What to do - Rewrite every item below, putting "write down x and y" in place of each occurrence of "record x and y" and leaving everything else as it is.
>> start Data rows
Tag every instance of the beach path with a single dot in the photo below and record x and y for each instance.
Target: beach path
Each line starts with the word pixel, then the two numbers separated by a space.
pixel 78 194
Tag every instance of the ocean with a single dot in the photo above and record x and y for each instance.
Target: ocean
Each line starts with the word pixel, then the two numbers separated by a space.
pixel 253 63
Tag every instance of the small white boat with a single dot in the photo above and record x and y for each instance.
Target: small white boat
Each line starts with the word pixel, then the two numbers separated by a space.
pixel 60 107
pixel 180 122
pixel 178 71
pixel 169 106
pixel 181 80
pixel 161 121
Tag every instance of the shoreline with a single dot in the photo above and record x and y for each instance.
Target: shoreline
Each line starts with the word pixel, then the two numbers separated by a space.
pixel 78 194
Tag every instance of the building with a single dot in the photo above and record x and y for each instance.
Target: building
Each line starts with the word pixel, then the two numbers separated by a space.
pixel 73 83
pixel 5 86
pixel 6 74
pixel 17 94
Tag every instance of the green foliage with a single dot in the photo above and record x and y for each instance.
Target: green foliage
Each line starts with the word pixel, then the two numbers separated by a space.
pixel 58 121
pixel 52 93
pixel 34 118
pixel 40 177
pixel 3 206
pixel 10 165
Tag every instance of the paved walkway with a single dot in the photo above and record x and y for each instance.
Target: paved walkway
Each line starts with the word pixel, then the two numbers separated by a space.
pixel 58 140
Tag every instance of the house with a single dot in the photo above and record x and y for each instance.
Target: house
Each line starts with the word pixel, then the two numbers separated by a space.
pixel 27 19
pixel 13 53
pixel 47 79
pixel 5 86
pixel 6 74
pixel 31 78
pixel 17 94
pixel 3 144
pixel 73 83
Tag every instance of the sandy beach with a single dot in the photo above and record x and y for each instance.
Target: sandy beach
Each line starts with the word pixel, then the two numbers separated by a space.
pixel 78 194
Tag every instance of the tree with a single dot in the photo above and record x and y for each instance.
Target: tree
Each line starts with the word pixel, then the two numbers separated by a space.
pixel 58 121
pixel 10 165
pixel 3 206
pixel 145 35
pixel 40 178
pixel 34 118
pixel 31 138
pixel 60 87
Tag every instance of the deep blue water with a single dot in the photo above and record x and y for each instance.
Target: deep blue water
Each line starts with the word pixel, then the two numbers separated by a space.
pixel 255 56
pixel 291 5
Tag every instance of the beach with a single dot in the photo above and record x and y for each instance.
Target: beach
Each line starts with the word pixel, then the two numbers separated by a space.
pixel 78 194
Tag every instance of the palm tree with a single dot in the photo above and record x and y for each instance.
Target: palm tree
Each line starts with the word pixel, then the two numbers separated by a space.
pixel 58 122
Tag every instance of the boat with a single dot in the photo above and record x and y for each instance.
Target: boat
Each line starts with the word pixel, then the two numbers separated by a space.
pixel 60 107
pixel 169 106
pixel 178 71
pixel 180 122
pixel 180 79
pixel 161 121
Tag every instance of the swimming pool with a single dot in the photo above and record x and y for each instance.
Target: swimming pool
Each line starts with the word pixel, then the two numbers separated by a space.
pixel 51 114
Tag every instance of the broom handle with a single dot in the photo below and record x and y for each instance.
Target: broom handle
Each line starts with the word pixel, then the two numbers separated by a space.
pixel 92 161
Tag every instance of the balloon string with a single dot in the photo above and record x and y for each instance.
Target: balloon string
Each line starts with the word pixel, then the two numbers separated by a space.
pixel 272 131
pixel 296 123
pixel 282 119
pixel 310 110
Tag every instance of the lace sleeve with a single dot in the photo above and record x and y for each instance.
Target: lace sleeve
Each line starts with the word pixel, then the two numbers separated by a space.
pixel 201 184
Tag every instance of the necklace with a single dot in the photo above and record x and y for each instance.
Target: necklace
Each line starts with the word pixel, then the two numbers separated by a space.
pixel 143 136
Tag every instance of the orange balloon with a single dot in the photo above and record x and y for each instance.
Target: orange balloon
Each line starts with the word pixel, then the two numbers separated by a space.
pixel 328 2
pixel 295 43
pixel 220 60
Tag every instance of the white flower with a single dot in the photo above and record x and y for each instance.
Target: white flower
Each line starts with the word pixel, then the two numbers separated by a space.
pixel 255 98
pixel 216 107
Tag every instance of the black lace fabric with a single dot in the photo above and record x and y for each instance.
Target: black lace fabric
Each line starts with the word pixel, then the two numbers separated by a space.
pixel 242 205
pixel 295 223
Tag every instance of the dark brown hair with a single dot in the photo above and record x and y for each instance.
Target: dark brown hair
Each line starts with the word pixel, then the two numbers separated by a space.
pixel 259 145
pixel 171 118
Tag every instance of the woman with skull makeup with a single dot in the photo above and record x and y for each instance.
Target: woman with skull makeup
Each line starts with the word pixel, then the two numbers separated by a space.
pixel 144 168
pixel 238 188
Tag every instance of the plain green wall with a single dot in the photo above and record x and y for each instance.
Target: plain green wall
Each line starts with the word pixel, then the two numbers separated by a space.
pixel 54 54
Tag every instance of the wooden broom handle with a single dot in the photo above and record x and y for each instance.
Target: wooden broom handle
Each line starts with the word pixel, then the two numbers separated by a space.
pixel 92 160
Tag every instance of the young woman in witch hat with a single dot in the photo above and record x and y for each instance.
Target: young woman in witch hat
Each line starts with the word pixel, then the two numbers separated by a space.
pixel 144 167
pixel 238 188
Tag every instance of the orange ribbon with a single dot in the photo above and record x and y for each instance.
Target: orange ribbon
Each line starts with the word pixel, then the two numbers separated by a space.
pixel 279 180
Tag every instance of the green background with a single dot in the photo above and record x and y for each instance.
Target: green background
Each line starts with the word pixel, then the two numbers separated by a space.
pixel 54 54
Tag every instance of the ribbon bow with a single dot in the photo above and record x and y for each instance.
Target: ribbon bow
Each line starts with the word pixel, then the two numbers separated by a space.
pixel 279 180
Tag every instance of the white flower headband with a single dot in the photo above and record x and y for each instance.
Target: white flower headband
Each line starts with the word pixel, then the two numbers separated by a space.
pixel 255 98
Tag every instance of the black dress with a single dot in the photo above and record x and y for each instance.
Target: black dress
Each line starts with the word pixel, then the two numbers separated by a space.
>> end Data rows
Result of this task -
Tag every instance of the beach path with a single dot in the photo below and write down x and y for each instance.
Target: beach path
Each line starts with the word pixel, then the two numbers separated by a space.
pixel 78 194
Tag every instance of the ocean with a single dot in the photo above and write down x and y for each instance.
Target: ocean
Each line starts with the word pixel, then the two numbers separated by a space.
pixel 253 63
Tag every instance of the small white boat with a single dot in the photo above and write down x and y for each instance.
Target: small white boat
Each line starts with the word pixel, then the two numbers separated by a space.
pixel 60 107
pixel 180 122
pixel 178 71
pixel 169 106
pixel 181 80
pixel 161 121
Tag every instance of the shoreline with a single dot in the photo above and write down x and y for each instance.
Target: shoreline
Each line starts with the word pixel, then the two numbers separated by a space.
pixel 78 194
Tag every instance of the building with a single dot in the photo above and write down x and y for each instance.
Target: building
Each line starts with the word pixel, then the two numbers separated by a space.
pixel 73 83
pixel 5 86
pixel 6 74
pixel 17 94
Tag every instance of the green foliage with a single dot in the photo above and write down x and y for each instance.
Target: green foliage
Each line starts with the word pixel, then the two numbers separated by a space.
pixel 58 121
pixel 52 93
pixel 34 118
pixel 40 177
pixel 3 206
pixel 10 165
Tag every instance of the paved walkway with a single dot in the photo above and write down x and y for each instance.
Target: paved walkway
Each line starts with the word pixel, then the two numbers separated by a space.
pixel 58 140
Tag every instance of the house with a single dot in the photo above and write down x and y for each instance.
Target: house
Each line starts with the word pixel, then the two numbers separated by a space.
pixel 27 19
pixel 13 53
pixel 47 79
pixel 5 86
pixel 6 74
pixel 31 78
pixel 17 94
pixel 3 144
pixel 73 83
Tag every instance of the sandy beach with a single dot in the photo above and write down x and y for each instance.
Target: sandy beach
Each line starts with the word pixel, then the two numbers separated by a space.
pixel 78 194
Tag every instance of the tree with a single dot in the photo above and write down x and y for each instance.
Target: tree
Each line starts with the word pixel, then the two numbers separated by a space.
pixel 58 121
pixel 10 165
pixel 3 206
pixel 145 35
pixel 40 178
pixel 34 118
pixel 31 138
pixel 60 87
Tag every instance of the deep blue water with a single dot in the photo above and write down x and y for each instance.
Target: deep blue water
Each line starts with the word pixel, then the two numbers separated by a space.
pixel 255 56
pixel 291 5
Tag every instance of the beach with a single dot in the photo above and write down x and y for each instance.
Target: beach
Each line starts with the word pixel, then the two numbers separated by a space.
pixel 78 194
Tag every instance of the palm tree with a single dot in the photo above and write down x and y for each instance.
Target: palm tree
Each line starts with the word pixel, then the two numbers separated by a space.
pixel 58 122
Tag every instance of the boat with a single dot in the photo above and write down x and y for each instance.
Target: boat
Each line starts with the word pixel, then the two numbers separated by a space.
pixel 60 107
pixel 169 106
pixel 178 71
pixel 180 122
pixel 180 79
pixel 161 121
Tag every instance of the swimming pool with a single dot in the photo above and write down x and y for each instance.
Target: swimming pool
Each line starts with the word pixel, then the two numbers separated by a space.
pixel 51 114
Tag every instance of the broom handle with a single dot in the photo below and write down x and y for each instance.
Target: broom handle
Each line starts with the word pixel, then the two numbers separated by a space.
pixel 92 161
Tag every instance of the balloon string with a single dot in the photo above and write down x and y for each instance.
Target: balloon string
Each line starts with the word pixel, then the two numbers separated by a space.
pixel 272 131
pixel 296 123
pixel 282 119
pixel 310 110
Tag every instance of the lace sleeve with a single dot in the photo above and write down x and y for each instance.
Target: lace sleeve
Each line starts with the word pixel, then the two numbers separated by a space.
pixel 201 184
Tag every instance of the necklace with a single dot in the photo above and write down x and y for each instance.
Target: necklace
Each line starts with the word pixel, then the two numbers separated by a space.
pixel 143 136
Tag every instance of the orange balloon with a single dot in the photo above and write down x and y for each instance.
Target: orange balloon
Each line starts with the word pixel, then the two numbers separated by a space.
pixel 328 2
pixel 295 43
pixel 220 60
Tag every instance of the white flower with a single dot in the photo above and write down x and y for each instance.
Target: white flower
Each line starts with the word pixel, then the two numbers separated by a space.
pixel 255 98
pixel 216 107
Tag every instance of the black lace fabric with a single dot in the photo above and write down x and y for each instance.
Target: black lace fabric
Each line starts with the word pixel, then the two numbers separated by a space.
pixel 242 205
pixel 295 223
Tag every instance of the dark brown hair with a single dot in the photo above and write down x and y for each instance.
Target: dark brown hair
Each line starts with the word pixel, then the two numbers separated by a space.
pixel 259 145
pixel 171 118
Tag every instance of the woman with skull makeup with a single dot in the photo above and write down x and y for each instance.
Target: woman with skull makeup
Each line starts with the word pixel, then the two numbers separated by a space.
pixel 144 168
pixel 238 188
Tag every instance of the plain green wall with a single dot in the photo above and write down x and y for each instance.
Target: plain green wall
Each line starts with the word pixel, then the two numbers separated by a space.
pixel 54 54
Tag every instance of the wooden broom handle with a single dot in the photo above and write down x and y for each instance.
Target: wooden broom handle
Each line starts with the word pixel, then the two numbers separated by a space.
pixel 92 160
Tag every instance of the young woman in witch hat with a single dot in the photo above and write down x and y for each instance.
Target: young woman in witch hat
Each line starts with the word pixel, then the two numbers separated by a space.
pixel 144 167
pixel 238 188
Tag every instance of the orange ribbon with a single dot in the photo above and write down x and y for each instance.
Target: orange ribbon
Each line starts with the word pixel, then the two numbers separated by a space.
pixel 279 180
Tag every instance of the green background with a single dot in the photo above and write down x and y for each instance.
Target: green background
Each line starts with the word pixel, then the two numbers separated by a space.
pixel 54 54
Tag every instance of the ribbon bow with a single dot in the photo above and write down x and y for each instance.
Target: ribbon bow
Each line starts with the word pixel, then the two numbers separated by a space.
pixel 279 180
Tag every instance of the white flower headband with a single dot in the photo above and write down x and y for each instance.
Target: white flower headband
Each line starts with the word pixel, then the two numbers separated by a space.
pixel 255 98
Tag every instance of the black dress with a single dot in the photo above and write down x and y for each instance.
Target: black dress
Each line starts with the word pixel, then the two numbers separated by a space.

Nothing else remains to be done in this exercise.